Each entry has to be copied exactly, with nothing missed.

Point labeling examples
>> START

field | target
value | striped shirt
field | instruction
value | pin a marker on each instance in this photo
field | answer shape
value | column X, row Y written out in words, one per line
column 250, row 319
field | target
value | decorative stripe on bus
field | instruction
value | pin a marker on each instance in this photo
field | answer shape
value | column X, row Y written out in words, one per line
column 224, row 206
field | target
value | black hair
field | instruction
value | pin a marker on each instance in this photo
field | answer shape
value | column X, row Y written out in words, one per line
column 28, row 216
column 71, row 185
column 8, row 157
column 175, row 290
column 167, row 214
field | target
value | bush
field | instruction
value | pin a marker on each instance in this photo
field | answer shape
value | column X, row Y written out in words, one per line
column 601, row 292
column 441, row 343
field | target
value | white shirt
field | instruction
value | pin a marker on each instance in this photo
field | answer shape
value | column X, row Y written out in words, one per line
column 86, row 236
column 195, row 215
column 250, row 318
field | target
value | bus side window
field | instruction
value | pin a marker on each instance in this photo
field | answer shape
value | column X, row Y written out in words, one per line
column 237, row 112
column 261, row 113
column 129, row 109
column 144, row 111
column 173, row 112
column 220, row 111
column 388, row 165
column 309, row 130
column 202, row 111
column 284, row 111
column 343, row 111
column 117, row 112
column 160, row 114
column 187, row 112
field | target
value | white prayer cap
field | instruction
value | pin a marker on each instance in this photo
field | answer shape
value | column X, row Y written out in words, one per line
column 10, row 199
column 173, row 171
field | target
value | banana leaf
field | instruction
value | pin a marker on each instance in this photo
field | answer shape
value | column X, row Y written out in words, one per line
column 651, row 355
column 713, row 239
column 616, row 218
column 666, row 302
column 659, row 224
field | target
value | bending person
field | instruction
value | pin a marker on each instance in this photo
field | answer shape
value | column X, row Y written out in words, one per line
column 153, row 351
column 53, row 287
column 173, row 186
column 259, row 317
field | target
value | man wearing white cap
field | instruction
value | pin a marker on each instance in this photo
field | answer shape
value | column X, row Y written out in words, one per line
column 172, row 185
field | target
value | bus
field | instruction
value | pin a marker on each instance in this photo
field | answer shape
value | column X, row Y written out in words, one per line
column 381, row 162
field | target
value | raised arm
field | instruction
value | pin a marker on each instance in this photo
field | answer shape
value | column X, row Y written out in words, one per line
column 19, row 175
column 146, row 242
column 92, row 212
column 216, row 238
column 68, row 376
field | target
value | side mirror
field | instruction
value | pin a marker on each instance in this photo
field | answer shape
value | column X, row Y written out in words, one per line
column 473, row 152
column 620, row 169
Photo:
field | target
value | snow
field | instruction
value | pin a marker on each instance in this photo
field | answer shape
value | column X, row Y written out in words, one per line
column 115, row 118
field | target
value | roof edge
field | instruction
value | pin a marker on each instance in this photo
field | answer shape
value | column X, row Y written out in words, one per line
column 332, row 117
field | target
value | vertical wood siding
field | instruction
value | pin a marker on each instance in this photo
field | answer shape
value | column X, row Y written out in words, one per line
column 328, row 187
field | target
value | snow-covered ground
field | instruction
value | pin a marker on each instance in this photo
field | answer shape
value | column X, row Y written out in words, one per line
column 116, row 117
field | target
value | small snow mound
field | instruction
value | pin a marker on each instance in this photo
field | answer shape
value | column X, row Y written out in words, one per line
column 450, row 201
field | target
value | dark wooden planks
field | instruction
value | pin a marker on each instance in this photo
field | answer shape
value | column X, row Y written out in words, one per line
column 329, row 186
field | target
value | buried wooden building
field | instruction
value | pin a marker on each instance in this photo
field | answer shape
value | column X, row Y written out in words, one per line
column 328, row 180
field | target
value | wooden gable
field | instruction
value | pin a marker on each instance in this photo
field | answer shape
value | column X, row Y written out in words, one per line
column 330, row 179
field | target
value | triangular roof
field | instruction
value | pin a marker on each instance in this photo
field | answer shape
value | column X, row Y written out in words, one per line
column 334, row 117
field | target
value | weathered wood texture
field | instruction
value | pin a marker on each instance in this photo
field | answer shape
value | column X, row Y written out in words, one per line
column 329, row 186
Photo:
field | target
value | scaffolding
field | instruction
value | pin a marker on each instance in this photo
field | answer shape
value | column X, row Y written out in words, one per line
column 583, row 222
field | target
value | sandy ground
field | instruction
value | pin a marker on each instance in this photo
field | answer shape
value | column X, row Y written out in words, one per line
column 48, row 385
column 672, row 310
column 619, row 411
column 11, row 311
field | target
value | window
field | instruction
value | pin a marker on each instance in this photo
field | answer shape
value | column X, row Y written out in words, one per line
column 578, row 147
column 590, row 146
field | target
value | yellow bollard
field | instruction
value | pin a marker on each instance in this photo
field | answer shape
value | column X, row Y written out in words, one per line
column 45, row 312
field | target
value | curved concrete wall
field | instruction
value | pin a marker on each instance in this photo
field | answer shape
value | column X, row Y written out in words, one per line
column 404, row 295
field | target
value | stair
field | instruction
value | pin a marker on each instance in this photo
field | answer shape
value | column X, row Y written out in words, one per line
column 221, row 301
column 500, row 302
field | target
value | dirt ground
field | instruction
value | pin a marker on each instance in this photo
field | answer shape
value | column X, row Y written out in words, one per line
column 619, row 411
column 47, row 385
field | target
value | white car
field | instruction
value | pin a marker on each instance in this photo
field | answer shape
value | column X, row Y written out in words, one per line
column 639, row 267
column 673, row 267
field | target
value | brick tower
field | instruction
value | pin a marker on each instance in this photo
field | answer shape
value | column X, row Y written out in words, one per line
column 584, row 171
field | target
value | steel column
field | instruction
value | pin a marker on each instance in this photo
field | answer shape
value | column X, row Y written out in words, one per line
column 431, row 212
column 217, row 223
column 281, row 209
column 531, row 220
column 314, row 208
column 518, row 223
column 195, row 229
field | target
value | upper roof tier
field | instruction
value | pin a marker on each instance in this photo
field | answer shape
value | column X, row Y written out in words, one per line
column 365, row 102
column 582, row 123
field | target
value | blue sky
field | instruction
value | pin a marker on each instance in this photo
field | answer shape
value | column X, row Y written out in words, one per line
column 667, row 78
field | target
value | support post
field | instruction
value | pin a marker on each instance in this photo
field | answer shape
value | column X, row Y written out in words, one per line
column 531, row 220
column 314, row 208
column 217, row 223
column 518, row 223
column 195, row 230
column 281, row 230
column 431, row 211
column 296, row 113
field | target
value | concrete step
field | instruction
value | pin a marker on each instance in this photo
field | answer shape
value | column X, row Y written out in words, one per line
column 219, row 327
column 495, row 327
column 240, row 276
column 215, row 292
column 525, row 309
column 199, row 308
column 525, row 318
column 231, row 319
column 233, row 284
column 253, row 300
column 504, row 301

>> END

■ **Exercise solution**
field | target
value | striped shirt
field | instruction
value | pin a marker on each instance in this photo
field | answer shape
value | column X, row Y written out in words, one per line
column 250, row 319
field | target
value | decorative stripe on bus
field | instruction
value | pin a marker on each instance in this photo
field | answer shape
value | column X, row Y written out in words, one per line
column 224, row 206
field | target
value | black hair
field | instruction
value | pin a marker on each instance in this photo
field | answer shape
value | column X, row Y written out in words, one per line
column 28, row 216
column 71, row 185
column 8, row 157
column 175, row 290
column 167, row 214
field | target
value | bush
field | instruction
value | pin a marker on each instance in this photo
field | answer shape
value | column X, row Y written out in words, one per line
column 601, row 292
column 441, row 343
field | target
value | white shirt
field | instruction
value | pin a marker on each instance in this photo
field | answer shape
value | column X, row Y written out in words, one per line
column 86, row 236
column 195, row 215
column 250, row 318
field | target
value | bus side window
field | instruction
value | pin a marker on each instance in this photo
field | answer shape
value | column X, row Y written out in words, one per line
column 237, row 112
column 261, row 113
column 129, row 109
column 144, row 111
column 173, row 112
column 220, row 111
column 388, row 165
column 309, row 130
column 202, row 111
column 284, row 111
column 343, row 111
column 117, row 112
column 160, row 114
column 187, row 112
field | target
value | white prayer cap
field | instruction
value | pin a marker on each instance in this photo
field | answer shape
value | column X, row Y written out in words, one per line
column 10, row 199
column 173, row 171
field | target
value | banana leaf
field | instruction
value | pin a marker on each instance in this photo
field | answer shape
value | column X, row Y written out in words, one per line
column 651, row 355
column 713, row 239
column 616, row 218
column 666, row 302
column 659, row 224
field | target
value | bending person
field | instruction
value | pin a marker on each instance in this photo
field | answer shape
value | column X, row Y written out in words, one per line
column 153, row 351
column 53, row 287
column 173, row 186
column 259, row 317
field | target
value | man wearing white cap
field | instruction
value | pin a marker on each instance in this photo
field | answer shape
value | column X, row Y written out in words, one per line
column 172, row 185
field | target
value | bus
field | instruction
value | pin a marker on each instance in this photo
field | answer shape
value | column X, row Y written out in words, one per line
column 381, row 162
field | target
value | raised arm
field | instruction
value | pin a marker on each instance in this photo
field | answer shape
value | column X, row Y written out in words, one per line
column 19, row 175
column 146, row 242
column 92, row 212
column 216, row 238
column 68, row 376
field | target
value | side mirror
field | instruction
value | pin a marker on each instance in this photo
field | answer shape
value | column X, row Y written out in words, one per line
column 473, row 152
column 620, row 169
Photo:
field | target
value | snow
field | instruction
value | pin a marker on each instance in this photo
field | answer shape
value | column X, row Y written out in words, one per line
column 115, row 118
field | target
value | roof edge
field | instruction
value | pin a marker on each instance in this photo
field | answer shape
value | column X, row Y written out in words, one per line
column 332, row 117
field | target
value | vertical wood siding
field | instruction
value | pin a marker on each instance in this photo
field | answer shape
value | column X, row Y written out in words, one per line
column 328, row 187
field | target
value | snow-covered ground
field | instruction
value | pin a marker on each instance in this photo
field | answer shape
value | column X, row Y written out in words, one per line
column 116, row 117
field | target
value | small snow mound
field | instruction
value | pin a marker on each instance in this photo
field | answer shape
value | column X, row Y written out in words, one per line
column 450, row 201
field | target
value | dark wooden planks
field | instruction
value | pin a marker on each instance in this photo
field | answer shape
value | column X, row Y written out in words, one per line
column 329, row 186
field | target
value | buried wooden building
field | instruction
value | pin a marker on each instance in this photo
field | answer shape
value | column X, row Y written out in words, one per line
column 328, row 180
field | target
value | wooden gable
field | instruction
value | pin a marker on each instance in this photo
field | answer shape
value | column X, row Y written out in words, one per line
column 330, row 179
field | target
value | triangular roof
field | instruction
value | pin a marker on each instance in this photo
field | answer shape
value | column X, row Y written out in words, one per line
column 334, row 117
field | target
value | weathered wood texture
field | instruction
value | pin a marker on each instance in this photo
field | answer shape
value | column X, row Y written out in words, one per line
column 329, row 186
Photo:
field | target
value | scaffolding
field | instruction
value | pin a marker on each instance in this photo
field | answer shape
value | column X, row Y written out in words, one per line
column 583, row 222
field | target
value | sandy ground
field | instruction
value | pin a marker on each instance in this photo
field | answer shape
value | column X, row Y written out in words, one per line
column 48, row 385
column 672, row 310
column 619, row 411
column 11, row 311
field | target
value | window
field | instruction
value | pin a marker on each instance in this photo
field | answer shape
value | column X, row Y written out in words, one per line
column 578, row 147
column 590, row 146
field | target
value | yellow bollard
field | instruction
value | pin a marker on each instance in this photo
field | answer shape
value | column X, row Y written out in words, one per line
column 45, row 312
field | target
value | curved concrete wall
field | instruction
value | pin a marker on each instance in this photo
field | answer shape
value | column X, row Y written out in words, one per line
column 404, row 295
field | target
value | stair
field | instruction
value | pin a marker on each instance in this photo
field | answer shape
value | column X, row Y written out in words, one per line
column 221, row 301
column 500, row 302
field | target
value | dirt ground
field | instruction
value | pin a marker on each instance in this photo
field | answer shape
value | column X, row Y written out in words, one per line
column 619, row 411
column 47, row 385
field | target
value | white car
field | instruction
value | pin a marker on each instance in this photo
field | answer shape
value | column X, row Y written out in words, one per line
column 639, row 267
column 673, row 267
field | target
value | brick tower
field | instruction
value | pin a marker on each instance in this photo
field | answer shape
value | column X, row Y written out in words, one per line
column 584, row 171
field | target
value | steel column
field | instruction
value | pin a marker on each instance in this photo
field | answer shape
value | column X, row Y written out in words, one per line
column 431, row 212
column 217, row 223
column 281, row 209
column 531, row 220
column 314, row 208
column 518, row 223
column 195, row 229
field | target
value | upper roof tier
field | instruction
value | pin a marker on each instance in this photo
field | answer shape
value | column X, row Y written out in words, one per line
column 365, row 102
column 582, row 123
field | target
value | blue sky
field | instruction
value | pin a marker on each instance in this photo
field | answer shape
value | column X, row Y written out in words, one per line
column 667, row 78
field | target
value | support post
field | instruction
value | pin a marker on each instance in this photo
field | answer shape
value | column X, row Y written out in words, one per line
column 531, row 220
column 314, row 208
column 217, row 223
column 518, row 223
column 195, row 230
column 281, row 230
column 431, row 211
column 296, row 113
field | target
value | concrete step
field | instruction
value | pin a marker on each instance in this photo
field | answer shape
value | column X, row Y written out in words, one per line
column 219, row 327
column 495, row 327
column 240, row 276
column 215, row 292
column 525, row 309
column 199, row 308
column 525, row 318
column 231, row 319
column 233, row 284
column 253, row 300
column 504, row 301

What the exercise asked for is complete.